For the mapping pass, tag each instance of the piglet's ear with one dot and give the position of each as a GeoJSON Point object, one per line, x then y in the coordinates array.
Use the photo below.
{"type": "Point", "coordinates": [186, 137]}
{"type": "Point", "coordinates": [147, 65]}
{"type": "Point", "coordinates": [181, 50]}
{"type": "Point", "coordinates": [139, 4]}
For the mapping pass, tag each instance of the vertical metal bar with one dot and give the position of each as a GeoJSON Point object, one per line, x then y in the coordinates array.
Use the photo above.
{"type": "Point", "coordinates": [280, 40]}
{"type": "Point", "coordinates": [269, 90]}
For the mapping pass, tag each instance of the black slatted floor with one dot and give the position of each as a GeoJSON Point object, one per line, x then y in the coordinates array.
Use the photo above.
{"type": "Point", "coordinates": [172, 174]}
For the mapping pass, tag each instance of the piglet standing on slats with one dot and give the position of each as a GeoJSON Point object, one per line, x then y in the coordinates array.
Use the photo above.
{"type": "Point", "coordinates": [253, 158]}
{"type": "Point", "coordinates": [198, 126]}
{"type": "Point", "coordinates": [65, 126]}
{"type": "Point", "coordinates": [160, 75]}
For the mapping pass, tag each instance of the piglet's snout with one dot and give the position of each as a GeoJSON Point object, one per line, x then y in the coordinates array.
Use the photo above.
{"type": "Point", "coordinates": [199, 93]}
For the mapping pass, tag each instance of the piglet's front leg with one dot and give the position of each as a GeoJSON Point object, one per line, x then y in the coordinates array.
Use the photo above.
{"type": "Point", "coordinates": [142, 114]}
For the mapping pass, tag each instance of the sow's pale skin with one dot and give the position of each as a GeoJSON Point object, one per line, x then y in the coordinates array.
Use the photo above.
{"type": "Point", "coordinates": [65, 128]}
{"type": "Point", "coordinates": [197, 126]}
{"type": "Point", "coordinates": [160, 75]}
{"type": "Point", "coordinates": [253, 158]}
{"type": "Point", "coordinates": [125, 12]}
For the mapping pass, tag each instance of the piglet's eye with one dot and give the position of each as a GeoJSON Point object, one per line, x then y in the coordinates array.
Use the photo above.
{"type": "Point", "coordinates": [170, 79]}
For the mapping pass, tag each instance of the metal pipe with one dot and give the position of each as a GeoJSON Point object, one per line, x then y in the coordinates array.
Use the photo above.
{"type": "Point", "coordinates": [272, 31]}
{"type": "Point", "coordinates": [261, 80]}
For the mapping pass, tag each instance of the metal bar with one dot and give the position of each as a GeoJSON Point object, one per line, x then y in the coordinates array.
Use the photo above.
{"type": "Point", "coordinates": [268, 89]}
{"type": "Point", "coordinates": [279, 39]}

§ Problem statement
Rewrite every line of the rows, from the line with "For the mapping pass, tag each instance of the metal bar" up to and including the last line of the rows, and shift each coordinate in the answer points up by 72.

§ Worked solution
For the mapping pass, tag each instance of the metal bar with one dot and give the position of each as a GeoJSON Point object, one per line, x then y in the coordinates array.
Use the photo above.
{"type": "Point", "coordinates": [340, 161]}
{"type": "Point", "coordinates": [351, 111]}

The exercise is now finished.